Stored data:

[Start of section]

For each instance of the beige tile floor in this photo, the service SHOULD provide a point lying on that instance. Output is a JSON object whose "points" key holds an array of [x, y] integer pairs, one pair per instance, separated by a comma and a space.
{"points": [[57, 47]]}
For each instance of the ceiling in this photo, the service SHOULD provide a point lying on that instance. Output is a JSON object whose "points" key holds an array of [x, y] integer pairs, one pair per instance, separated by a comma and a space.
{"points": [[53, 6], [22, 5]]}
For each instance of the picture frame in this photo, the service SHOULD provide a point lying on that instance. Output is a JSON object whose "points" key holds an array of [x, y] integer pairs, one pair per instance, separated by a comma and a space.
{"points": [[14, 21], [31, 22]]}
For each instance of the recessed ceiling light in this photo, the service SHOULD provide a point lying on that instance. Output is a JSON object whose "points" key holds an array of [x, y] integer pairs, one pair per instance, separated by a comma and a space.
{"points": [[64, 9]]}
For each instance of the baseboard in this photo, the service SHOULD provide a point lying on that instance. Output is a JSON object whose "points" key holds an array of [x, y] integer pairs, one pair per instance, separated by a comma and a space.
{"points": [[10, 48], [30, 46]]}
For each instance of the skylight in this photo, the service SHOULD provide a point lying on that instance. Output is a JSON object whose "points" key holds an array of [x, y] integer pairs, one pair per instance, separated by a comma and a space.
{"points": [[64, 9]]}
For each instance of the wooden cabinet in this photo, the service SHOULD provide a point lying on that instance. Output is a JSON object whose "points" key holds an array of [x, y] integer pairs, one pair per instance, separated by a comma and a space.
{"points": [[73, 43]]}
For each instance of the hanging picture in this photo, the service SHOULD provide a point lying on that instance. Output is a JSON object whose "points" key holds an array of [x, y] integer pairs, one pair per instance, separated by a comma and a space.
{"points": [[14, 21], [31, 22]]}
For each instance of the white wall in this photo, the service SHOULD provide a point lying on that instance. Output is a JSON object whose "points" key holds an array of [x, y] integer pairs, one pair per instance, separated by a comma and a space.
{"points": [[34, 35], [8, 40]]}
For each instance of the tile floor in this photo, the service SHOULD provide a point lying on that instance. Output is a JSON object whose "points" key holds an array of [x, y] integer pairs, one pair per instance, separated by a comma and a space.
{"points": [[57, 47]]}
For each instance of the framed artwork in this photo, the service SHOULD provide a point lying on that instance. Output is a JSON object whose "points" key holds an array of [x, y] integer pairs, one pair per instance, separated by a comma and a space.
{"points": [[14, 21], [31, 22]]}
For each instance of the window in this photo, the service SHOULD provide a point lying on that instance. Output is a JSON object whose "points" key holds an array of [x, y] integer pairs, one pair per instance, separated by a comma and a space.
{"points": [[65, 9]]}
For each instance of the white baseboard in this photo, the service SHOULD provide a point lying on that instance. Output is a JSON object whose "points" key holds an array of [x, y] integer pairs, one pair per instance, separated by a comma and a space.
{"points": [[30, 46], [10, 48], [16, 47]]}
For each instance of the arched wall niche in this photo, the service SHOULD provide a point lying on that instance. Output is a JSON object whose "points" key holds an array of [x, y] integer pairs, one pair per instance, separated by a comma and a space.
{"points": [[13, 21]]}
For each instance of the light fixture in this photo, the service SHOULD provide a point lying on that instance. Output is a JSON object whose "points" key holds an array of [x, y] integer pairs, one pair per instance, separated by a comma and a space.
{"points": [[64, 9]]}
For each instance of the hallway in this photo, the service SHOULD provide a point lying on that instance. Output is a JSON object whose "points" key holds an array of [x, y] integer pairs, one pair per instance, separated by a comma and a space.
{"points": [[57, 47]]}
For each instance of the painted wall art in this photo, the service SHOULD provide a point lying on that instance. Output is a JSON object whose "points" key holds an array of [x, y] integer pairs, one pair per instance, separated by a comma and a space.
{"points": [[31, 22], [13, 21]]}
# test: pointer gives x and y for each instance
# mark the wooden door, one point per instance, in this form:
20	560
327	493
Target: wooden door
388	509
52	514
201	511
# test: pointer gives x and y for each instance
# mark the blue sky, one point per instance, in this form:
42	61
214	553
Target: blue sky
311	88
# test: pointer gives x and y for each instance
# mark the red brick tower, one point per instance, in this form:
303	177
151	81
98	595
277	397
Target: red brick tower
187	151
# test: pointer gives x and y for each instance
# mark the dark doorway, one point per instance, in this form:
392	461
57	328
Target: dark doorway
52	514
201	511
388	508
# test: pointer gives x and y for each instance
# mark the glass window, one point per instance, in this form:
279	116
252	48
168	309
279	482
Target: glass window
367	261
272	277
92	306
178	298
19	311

[End of section]

Problem requirements> Return each line of the records above exactly as it reads.

Written answer>
For each instance of the beige tile floor in this photo, the service SHOULD provide a point lying on that instance. Output is a JSON object whose "points" key holds an array of [x, y] integer pairs, one pair per instance, separated by a comma and a space.
{"points": [[57, 47]]}
For each instance of the ceiling in this photo, the service SHOULD provide a point lying on that instance. Output is a JSON object whose "points" key holds an array of [x, y] integer pairs, one pair per instance, separated by a comma and a space.
{"points": [[53, 6], [22, 5]]}
For each instance of the picture frame in this photo, the service SHOULD provide a point lying on that instance. Output is a JSON object whose "points" key holds an array of [x, y] integer pairs, one pair per instance, separated by a comma and a space.
{"points": [[14, 21], [31, 22]]}
For each instance of the recessed ceiling light in this photo, the service SHOULD provide a point lying on that instance. Output is a JSON object whose "points" key holds an array of [x, y] integer pairs, one pair per instance, separated by a comma and a space.
{"points": [[64, 9]]}
For each instance of the baseboard in this photo, the service SHOULD provide a point lying on that instance. Output is a JSON object whose "points" key holds an array of [x, y] integer pairs, one pair per instance, separated by a comma and a space.
{"points": [[10, 48], [30, 46]]}
For each instance of the skylight in this photo, the service SHOULD provide a point lying on that instance. Output is a JSON object whose "points" key holds an array of [x, y] integer pairs, one pair per instance, separated by a comma and a space.
{"points": [[64, 9]]}
For each instance of the wooden cabinet in this photo, the service SHOULD provide a point lying on that instance. Output is a JSON object whose "points" key holds an array of [x, y] integer pairs, one pair per instance, separated by a comma and a space.
{"points": [[73, 43]]}
For each instance of the hanging picture in this photo, the service SHOULD provide a point lying on that instance. Output is a JSON object whose "points" key holds an array of [x, y] integer pairs, one pair per instance, separated by a comma and a space.
{"points": [[14, 21], [31, 22]]}
For each instance of the white wall in this photo, the service SHOULD provide a point lying on that instance. Output is a JSON object whose "points" key holds an array of [x, y] integer pairs, one pair per instance, separated by a comma and a space.
{"points": [[34, 35], [8, 40]]}
For each instance of the tile floor in this photo, the service SHOULD provide a point lying on that instance. Output is a JSON object whose "points" key holds an array of [x, y] integer pairs, one pair per instance, separated by a comma and a space.
{"points": [[57, 47]]}
For each instance of the framed artwork in this photo, the service SHOULD provide a point lying on that instance. Output is a JSON object whose "points" key holds an array of [x, y] integer pairs, one pair per instance, separated by a comma and a space.
{"points": [[14, 21], [31, 22]]}
For each instance of the window in this photo, the service SHOULD provide a point lying on that instance. Output is a JSON object whose "points" key holds an array of [x, y] integer pairs, one pair per instance, separated by a comma and a space.
{"points": [[65, 9]]}
For each instance of the white baseboard in this photo, the service SHOULD provide a point lying on that instance. Output is a JSON object whose "points" key holds an array of [x, y] integer pairs, one pair per instance, separated by a comma and a space.
{"points": [[30, 46], [10, 48], [16, 47]]}
For each instance of the arched wall niche in this photo, the service SHOULD provide a point lying on that instance. Output is a JSON object whose "points" key holds an array of [x, y] integer pairs, one pair per instance, separated by a comma and a space.
{"points": [[13, 21]]}
For each instance of the light fixture in this photo, the service SHOULD provide a point lying on that instance. Output is a JSON object whose "points" key holds an array of [x, y] integer pairs, one pair per instance, separated by a comma and a space.
{"points": [[64, 9]]}
For each instance of the hallway in this photo, the service SHOULD provide a point lying on that instance. Output is a JSON object whose "points" key holds an array of [x, y] integer pairs, one pair per instance, separated by a comma and a space.
{"points": [[57, 47]]}
For each instance of the painted wall art in this photo, the service SHOULD provide a point lying on that instance. Output is a JSON object whose "points" key holds an array of [x, y] integer pairs, one pair per instance, separated by a comma and a space.
{"points": [[31, 22], [13, 21]]}
# test: pointer gives x and y for each instance
# mark the wooden door, one point per instance, in this form:
20	560
327	493
Target: wooden door
388	509
52	514
201	511
# test: pointer gives x and y for each instance
# mark the blue sky, one point per instance, in this form:
42	61
214	553
Target: blue sky
311	88
# test: pointer gives x and y for each instance
# mark the red brick tower, one point per instance, in this form:
303	177
151	81
98	595
277	397
Target: red brick tower
187	151
# test: pointer gives x and y for each instance
# mark the dark doorway, one point per instance, in this form:
392	461
57	328
Target: dark doorway
52	514
201	511
388	508
# test: pointer gives x and y for each instance
# mark the glass window, one point per instance, in this form:
279	116
252	48
168	309
279	482
Target: glass window
367	261
272	277
92	306
178	298
19	311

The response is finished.